_Texte fourni_
________

Le Festival du film et de la télévision de Ouagadougou 2009 arborera de nouveaux habits puisqu'il lui faut naturellement aspirer à changer dans un sens meilleur. Ce à quoi son nouveau Délégué général, Monsieur Michel Ouédraogo, travaille depuis sa nomination. Le thème retenu de la prochaine rencontre "Cinéma africain : tourisme et patrimoines culturels", va contribuer à revaloriser les richesses du Burkina-Faso. La rencontre internationale, notons-le, sera aussi orpheline de Sembène, "l'aîné des anciens" à qui d'ailleurs un hommage sera rendu.

Africiné : Depuis votre nomination en tant que Délégué Général du Fespaco, quelles sont les priorités que vous avez identifiées, et quels sont les objectifs que vous vous êtes fixés ?

Michel Ouédraogo : Je crois que la première des priorités, c'est véritablement de travailler à la promotion du cinéma africain en faisant du FESPACO le socle majeur ou encore le creuset central du cinéma africain qui doit s'affirmer de plus en plus sur la scène internationale. La seconde priorité se veut institutionnelle et va dans le sens d'une plus grande visibilité du FESPACO en tant qu'institution. Il s'agit de travailler à faire du FESPACO une institution forte, qui puisse représenter l'identité africaine. Enfin, c'est aussi œuvrer à internationaliser le FESPACO pour que notre action puisse s'inscrire dans l'universel.

Le Fespaco vivra sa 21ème édition dans moins de six mois. Où en êtes-vous avec les préparatifs ?
En fait, il faut faire la part des choses entre l'organisation de la biennale et la question même de la refondation, même si l'un n'exclut pas l'autre. En effet, une telle refondation implique nécessairement celle de l'organisation. Cependant, l'objectif que nous nous sommes assignés, c'est d'apporter à l'étape des préparatifs des modifications et des retouches qui tiennent compte des observations qui nous sont faîtes. Sinon, il faut préciser que l'axe majeur de notre action va se dégager dans un document cadre que nous avons baptisé "Vision 21 : répondre aux défis du 21è siècle". Dès lors, nous travaillons dans ce sens si bien que plusieurs aspects de cette vision vont se ressentir lors de la 21è édition du FESPACO.

________

_Exercices_
a. Dans le texte sur le FESPACO, quel thème a été choisi pour la prochaine rencontre ?
b. Prolongez le texte sur le FESPACO après sa dernière phrase.

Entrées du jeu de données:
________

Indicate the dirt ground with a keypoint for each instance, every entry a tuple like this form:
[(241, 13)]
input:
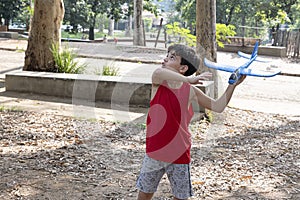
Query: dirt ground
[(240, 155)]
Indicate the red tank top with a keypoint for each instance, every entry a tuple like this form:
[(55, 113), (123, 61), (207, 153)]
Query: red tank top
[(168, 138)]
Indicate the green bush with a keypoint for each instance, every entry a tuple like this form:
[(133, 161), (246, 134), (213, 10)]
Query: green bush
[(65, 60), (222, 31)]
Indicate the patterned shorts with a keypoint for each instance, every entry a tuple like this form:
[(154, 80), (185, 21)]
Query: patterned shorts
[(178, 175)]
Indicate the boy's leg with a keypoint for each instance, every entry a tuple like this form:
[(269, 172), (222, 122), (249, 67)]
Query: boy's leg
[(145, 196), (180, 180), (149, 178)]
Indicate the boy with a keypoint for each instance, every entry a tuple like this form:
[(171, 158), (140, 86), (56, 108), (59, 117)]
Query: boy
[(168, 140)]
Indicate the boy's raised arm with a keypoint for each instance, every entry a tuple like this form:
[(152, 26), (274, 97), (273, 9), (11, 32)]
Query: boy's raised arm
[(161, 74)]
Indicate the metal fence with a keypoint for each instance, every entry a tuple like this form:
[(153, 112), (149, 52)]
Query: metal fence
[(289, 39)]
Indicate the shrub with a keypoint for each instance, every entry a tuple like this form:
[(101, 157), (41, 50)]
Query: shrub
[(65, 60)]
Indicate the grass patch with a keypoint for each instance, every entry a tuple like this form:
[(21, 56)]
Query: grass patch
[(110, 70), (65, 60)]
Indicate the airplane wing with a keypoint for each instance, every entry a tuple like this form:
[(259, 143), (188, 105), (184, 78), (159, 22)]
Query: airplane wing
[(248, 56), (259, 73), (213, 65)]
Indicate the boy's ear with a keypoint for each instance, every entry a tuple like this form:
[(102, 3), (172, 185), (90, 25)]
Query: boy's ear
[(183, 68)]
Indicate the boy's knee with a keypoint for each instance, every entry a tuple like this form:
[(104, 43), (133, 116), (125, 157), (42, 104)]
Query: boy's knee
[(145, 196)]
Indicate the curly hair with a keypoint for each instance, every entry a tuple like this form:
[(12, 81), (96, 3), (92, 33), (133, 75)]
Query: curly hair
[(188, 56)]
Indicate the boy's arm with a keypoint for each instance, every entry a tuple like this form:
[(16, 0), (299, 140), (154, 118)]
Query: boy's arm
[(215, 105), (161, 74)]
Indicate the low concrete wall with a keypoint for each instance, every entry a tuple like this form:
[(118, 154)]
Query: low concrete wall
[(262, 50), (114, 89), (12, 35)]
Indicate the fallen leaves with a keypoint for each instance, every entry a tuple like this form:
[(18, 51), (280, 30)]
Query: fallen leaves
[(243, 155)]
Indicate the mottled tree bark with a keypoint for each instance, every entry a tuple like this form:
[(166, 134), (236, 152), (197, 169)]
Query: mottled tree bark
[(206, 35), (45, 29)]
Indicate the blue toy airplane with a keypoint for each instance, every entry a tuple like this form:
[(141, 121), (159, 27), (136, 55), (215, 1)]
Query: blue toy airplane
[(243, 69)]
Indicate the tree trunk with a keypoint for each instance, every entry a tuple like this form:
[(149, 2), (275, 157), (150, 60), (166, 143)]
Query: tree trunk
[(206, 35), (111, 27), (128, 31), (44, 31), (138, 35)]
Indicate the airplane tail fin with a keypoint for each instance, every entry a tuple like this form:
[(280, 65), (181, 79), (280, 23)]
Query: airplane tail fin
[(255, 50)]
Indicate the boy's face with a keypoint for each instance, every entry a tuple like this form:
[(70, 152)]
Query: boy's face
[(172, 61)]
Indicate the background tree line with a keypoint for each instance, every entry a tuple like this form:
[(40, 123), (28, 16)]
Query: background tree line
[(91, 14)]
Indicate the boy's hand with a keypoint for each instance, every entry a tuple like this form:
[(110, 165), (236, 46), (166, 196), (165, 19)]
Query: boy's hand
[(201, 77), (242, 78)]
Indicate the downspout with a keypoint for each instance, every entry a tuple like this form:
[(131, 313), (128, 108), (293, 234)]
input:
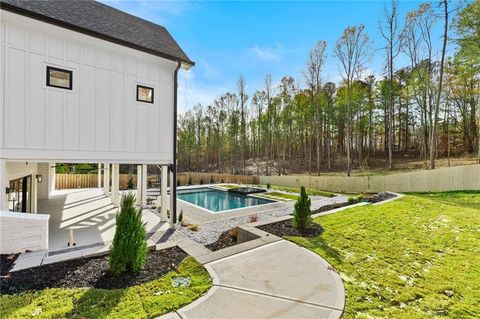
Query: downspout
[(174, 165)]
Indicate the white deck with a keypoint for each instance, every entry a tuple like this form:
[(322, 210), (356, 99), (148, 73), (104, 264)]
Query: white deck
[(89, 213)]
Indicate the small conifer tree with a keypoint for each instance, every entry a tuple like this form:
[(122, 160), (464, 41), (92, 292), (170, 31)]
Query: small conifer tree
[(130, 184), (129, 247), (302, 215)]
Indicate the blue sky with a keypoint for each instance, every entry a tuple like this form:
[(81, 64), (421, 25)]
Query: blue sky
[(229, 38)]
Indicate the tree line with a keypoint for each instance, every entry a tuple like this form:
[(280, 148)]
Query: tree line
[(426, 109)]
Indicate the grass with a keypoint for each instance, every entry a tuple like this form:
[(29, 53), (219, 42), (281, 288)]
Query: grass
[(276, 195), (417, 257), (148, 300)]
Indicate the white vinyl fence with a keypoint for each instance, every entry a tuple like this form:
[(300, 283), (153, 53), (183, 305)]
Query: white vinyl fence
[(441, 179)]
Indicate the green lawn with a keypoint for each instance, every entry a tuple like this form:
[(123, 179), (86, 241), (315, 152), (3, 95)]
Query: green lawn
[(417, 257), (143, 301), (272, 195)]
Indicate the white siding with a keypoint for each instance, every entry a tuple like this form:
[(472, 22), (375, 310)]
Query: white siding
[(100, 119)]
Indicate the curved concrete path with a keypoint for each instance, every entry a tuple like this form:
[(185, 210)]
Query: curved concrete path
[(277, 280)]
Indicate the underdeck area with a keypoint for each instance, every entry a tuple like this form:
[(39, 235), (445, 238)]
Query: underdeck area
[(89, 214)]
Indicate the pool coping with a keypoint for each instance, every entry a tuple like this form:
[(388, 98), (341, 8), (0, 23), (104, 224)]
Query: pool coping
[(272, 201)]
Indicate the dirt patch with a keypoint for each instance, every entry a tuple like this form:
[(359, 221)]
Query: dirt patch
[(90, 272), (285, 228), (226, 239), (6, 262)]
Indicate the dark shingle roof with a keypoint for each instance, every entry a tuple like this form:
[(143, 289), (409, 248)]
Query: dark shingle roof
[(102, 21)]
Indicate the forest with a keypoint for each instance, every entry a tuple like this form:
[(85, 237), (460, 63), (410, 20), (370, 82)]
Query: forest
[(424, 110)]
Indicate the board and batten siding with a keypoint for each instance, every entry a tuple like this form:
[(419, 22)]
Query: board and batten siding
[(100, 119)]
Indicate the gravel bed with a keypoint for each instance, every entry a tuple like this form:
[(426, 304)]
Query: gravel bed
[(210, 232)]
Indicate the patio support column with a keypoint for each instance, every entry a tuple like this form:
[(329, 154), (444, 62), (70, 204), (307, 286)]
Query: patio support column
[(139, 185), (3, 185), (163, 193), (115, 184), (144, 185), (99, 175), (106, 178), (51, 178)]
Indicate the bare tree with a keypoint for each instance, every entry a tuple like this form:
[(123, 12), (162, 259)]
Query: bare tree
[(268, 97), (243, 100), (316, 60), (433, 135), (391, 33), (353, 49)]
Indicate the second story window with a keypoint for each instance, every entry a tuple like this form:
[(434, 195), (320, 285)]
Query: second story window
[(59, 78), (144, 94)]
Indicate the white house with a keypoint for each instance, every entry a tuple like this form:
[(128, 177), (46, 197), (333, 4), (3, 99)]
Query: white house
[(82, 82)]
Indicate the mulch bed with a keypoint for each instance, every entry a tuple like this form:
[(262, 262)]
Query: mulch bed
[(285, 228), (6, 263), (225, 240), (380, 197), (90, 272), (329, 207)]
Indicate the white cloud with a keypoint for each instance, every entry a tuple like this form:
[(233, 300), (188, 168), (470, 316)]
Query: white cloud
[(267, 53)]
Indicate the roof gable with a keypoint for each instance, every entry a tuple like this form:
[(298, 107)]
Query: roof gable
[(99, 20)]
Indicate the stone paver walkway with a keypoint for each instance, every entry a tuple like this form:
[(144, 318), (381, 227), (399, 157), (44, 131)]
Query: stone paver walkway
[(277, 280)]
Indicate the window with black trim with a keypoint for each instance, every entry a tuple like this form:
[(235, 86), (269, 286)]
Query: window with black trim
[(144, 94), (59, 78)]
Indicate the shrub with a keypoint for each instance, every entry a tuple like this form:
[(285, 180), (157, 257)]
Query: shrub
[(302, 215), (193, 227), (253, 218), (180, 216), (130, 182), (233, 233), (129, 246)]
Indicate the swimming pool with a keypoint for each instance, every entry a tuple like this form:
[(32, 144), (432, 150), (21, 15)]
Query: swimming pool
[(218, 201)]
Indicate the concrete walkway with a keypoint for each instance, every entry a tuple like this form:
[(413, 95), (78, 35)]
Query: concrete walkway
[(277, 280)]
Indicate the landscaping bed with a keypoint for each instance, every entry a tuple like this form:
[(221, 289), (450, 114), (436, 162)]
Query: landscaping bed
[(90, 272), (6, 262), (147, 300), (226, 239), (285, 228)]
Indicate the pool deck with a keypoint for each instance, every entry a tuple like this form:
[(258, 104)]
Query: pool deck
[(193, 214)]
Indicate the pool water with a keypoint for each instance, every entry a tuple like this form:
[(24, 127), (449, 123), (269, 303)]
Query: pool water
[(217, 200)]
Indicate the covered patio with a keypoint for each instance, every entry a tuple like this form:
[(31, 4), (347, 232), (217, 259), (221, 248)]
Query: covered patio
[(89, 216)]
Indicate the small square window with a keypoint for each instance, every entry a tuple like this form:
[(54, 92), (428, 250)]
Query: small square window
[(144, 94), (59, 78)]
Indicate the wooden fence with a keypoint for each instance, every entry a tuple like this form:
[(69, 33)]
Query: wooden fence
[(441, 179), (68, 181)]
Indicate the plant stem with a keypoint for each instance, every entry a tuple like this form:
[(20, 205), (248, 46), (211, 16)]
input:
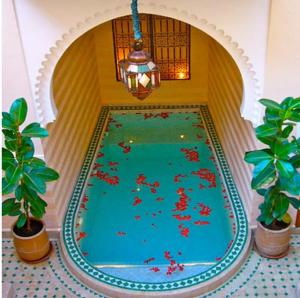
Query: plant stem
[(298, 219), (28, 226)]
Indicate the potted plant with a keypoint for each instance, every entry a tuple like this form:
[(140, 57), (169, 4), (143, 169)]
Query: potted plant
[(276, 175), (24, 178)]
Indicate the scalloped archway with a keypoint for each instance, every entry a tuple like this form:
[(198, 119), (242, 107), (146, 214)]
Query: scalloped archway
[(45, 106)]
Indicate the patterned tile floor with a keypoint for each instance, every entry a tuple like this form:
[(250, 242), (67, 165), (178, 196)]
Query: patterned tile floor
[(258, 277)]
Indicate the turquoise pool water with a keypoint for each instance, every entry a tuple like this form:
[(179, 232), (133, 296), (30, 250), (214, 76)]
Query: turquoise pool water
[(155, 199)]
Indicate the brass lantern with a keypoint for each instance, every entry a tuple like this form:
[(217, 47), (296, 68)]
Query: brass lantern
[(138, 72)]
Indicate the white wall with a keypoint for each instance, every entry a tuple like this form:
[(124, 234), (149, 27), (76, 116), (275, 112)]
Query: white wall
[(54, 24), (283, 53), (15, 82)]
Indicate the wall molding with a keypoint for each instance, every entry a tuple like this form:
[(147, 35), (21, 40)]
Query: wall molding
[(43, 97)]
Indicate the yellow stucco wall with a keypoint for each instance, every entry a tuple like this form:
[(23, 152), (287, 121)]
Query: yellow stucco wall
[(171, 92)]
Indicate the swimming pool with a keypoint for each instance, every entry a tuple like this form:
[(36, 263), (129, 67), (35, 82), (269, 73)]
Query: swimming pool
[(155, 207)]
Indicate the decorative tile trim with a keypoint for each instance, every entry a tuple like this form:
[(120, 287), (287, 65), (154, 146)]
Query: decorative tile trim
[(58, 255), (68, 232)]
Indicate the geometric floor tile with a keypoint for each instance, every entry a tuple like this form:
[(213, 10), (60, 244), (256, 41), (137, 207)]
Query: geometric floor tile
[(258, 277)]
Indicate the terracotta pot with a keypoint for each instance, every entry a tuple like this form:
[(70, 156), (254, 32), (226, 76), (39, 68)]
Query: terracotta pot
[(271, 243), (32, 248)]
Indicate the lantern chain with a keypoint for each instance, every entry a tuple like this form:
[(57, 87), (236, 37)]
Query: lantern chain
[(136, 21)]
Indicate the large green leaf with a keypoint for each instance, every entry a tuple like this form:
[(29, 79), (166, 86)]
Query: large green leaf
[(15, 210), (261, 191), (36, 212), (9, 134), (285, 169), (26, 151), (8, 159), (287, 130), (8, 122), (6, 187), (281, 205), (295, 161), (32, 195), (7, 205), (294, 115), (266, 130), (291, 185), (34, 182), (257, 156), (263, 173), (19, 192), (283, 148), (13, 174), (47, 174), (270, 104), (11, 145), (35, 162), (34, 130), (267, 140), (21, 220), (18, 110), (295, 202), (295, 103), (286, 103)]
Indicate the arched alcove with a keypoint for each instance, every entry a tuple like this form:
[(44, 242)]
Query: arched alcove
[(45, 106), (84, 79)]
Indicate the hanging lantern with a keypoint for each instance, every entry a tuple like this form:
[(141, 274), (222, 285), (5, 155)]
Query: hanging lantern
[(138, 72)]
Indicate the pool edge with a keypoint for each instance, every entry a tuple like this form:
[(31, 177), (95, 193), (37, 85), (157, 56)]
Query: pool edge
[(197, 288)]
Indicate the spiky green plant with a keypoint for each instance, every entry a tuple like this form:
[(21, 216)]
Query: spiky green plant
[(276, 173), (25, 176)]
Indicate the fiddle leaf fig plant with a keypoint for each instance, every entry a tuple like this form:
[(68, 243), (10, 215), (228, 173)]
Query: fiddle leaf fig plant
[(276, 174), (25, 176)]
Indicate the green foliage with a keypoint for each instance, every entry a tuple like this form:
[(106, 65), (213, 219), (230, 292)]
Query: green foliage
[(25, 176), (276, 172)]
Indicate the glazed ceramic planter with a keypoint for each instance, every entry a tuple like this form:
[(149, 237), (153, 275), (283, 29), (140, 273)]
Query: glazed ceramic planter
[(271, 243), (32, 248)]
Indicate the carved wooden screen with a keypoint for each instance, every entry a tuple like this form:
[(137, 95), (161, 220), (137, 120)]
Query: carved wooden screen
[(166, 39)]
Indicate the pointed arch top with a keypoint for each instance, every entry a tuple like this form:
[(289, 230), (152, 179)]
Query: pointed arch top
[(45, 106)]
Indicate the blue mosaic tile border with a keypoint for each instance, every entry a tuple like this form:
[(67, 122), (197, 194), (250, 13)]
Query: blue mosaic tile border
[(68, 233)]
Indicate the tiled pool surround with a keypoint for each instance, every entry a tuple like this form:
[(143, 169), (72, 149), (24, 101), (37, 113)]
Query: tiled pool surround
[(98, 277)]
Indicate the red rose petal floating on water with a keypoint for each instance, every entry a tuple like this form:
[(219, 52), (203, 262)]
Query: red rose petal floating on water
[(182, 217), (177, 178), (126, 149), (82, 206), (206, 175), (185, 232), (190, 154), (137, 201), (112, 180), (182, 204), (167, 255), (81, 236), (205, 210), (149, 260), (201, 223)]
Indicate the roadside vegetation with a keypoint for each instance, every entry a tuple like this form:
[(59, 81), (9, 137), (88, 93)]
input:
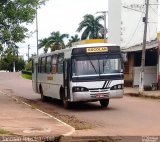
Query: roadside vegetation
[(26, 76), (4, 132)]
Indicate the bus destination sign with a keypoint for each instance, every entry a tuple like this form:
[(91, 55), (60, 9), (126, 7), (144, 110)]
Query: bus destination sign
[(96, 49)]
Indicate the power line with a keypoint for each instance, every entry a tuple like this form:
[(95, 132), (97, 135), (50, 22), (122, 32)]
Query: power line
[(153, 10), (133, 9)]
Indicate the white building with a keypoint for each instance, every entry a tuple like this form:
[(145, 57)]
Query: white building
[(126, 28)]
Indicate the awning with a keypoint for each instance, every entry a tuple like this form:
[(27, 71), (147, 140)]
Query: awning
[(150, 45)]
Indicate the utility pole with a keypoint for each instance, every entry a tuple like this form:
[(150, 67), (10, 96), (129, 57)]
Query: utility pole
[(105, 32), (28, 51), (145, 20), (37, 29)]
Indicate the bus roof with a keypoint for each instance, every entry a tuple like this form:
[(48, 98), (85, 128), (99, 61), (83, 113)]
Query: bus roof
[(77, 46), (94, 45)]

________

_Résultats_
a. « Cinéma africain : tourisme et patrimoines culturels ».

b.
Devrait-on s'attendre à des innovations pour l'édition prochaine ?
C'est vrai qu'il y a des innovations en perspectives. Mais il est pour nous trop tôt pour en parler dans la mesure où nous sommes en concertation pour dégager un consensus autour de ces innovations. Disons que le FESPACO est une institution ouverte ; aussi pensons-nous que les innovations ne sauraient se faire de façon unilatérale. Le FESPACO appartient aux Africains. Il est donc souhaitable qu'il puisse gagner le sceau de l'ensemble du monde des cinéastes africains, des autorités burkinabès et combler les différentes attentes des uns et des autres.

Quel sera le thème du prochain festival ? Et pourquoi un tel thème ?
Le thème choisi est "Cinéma africain : tourisme et patrimoines culturels". Il s'agira pour nous de cerner l'interaction entre cinéma, tourisme et patrimoines culturels. Autrement dit, c'est tout un questionnement sur l'apport du cinéma visant à valoriser le tourisme et les patrimoines qui sont en amont un vivier pour le cinéma africain. Aujourd'hui, le tourisme est une industrie forte, une industrie de service et il existe des pays qui ne vivent que par le tourisme. Nous pensons que le cinéma africain peut apporter une valeur ajoutée à ce secteur en faisant de l'Afrique une destination riche et diversifiée par sa culture. En retour, notre tourisme et nos patrimoines culturels sont des richesses sur lesquelles notre cinéma peut s'appuyer pour devenir une véritable industrie cinématographique.

En tant que Délégué Général, vous avez assisté en juin dernier à Dakar à un hommage à Sembène Ousmane, "l'aîné des anciens", et l'on sait que le Fespaco 2009 sera orphelin de ce cinéaste de grande envergure. Est-il prévu quelque chose en sa mémoire lors de cette 21ème édition ?
Pour l'hommage de Sembène Ousmane, il existe deux paramètres : il y a le paramètre que le FESPACO va prendre en charge en tant qu'institution et il y a le paramètre national parce que les autorités burkinabè veulent effectivement, à l'instar de ce qu'ont fait les autorités sénégalaises, prouver leur reconnaissance et leur gratitude à Sembène.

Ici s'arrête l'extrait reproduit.